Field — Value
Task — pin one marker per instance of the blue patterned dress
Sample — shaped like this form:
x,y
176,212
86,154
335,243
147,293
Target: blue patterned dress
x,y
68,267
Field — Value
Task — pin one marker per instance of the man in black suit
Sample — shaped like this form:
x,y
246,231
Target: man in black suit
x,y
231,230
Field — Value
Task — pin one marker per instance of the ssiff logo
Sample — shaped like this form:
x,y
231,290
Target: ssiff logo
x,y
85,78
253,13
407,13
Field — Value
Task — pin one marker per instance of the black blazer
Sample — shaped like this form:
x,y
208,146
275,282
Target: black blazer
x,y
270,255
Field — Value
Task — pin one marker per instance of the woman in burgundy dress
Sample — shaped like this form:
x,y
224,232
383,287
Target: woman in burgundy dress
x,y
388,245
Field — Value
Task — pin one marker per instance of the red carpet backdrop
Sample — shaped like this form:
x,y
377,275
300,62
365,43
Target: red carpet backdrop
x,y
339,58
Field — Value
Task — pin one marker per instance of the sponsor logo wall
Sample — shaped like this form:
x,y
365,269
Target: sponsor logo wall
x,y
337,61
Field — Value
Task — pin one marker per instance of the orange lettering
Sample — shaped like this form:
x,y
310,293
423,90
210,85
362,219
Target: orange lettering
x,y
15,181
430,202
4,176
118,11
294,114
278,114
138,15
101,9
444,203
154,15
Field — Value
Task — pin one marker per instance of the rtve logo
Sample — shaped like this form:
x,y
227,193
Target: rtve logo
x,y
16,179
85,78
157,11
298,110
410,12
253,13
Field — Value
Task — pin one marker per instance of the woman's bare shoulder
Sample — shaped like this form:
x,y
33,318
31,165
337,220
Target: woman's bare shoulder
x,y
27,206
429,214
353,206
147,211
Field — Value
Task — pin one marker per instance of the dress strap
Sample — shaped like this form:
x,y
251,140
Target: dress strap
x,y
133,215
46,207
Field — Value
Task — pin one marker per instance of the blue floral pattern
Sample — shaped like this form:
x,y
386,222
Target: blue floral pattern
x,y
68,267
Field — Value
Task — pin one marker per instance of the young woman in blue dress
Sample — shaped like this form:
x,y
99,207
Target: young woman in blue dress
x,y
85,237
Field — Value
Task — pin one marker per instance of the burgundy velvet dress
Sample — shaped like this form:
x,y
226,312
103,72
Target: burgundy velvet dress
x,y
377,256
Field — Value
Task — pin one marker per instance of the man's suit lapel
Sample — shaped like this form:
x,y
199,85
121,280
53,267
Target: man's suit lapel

_OBJECTIVE_
Identify each line above that contains the word "lettering" and copy it out in full, treating uppercase and lowercase as different.

_FINISHED ANSWER_
Task — pin one marker per instance of the orange lettering
Target: orange lettering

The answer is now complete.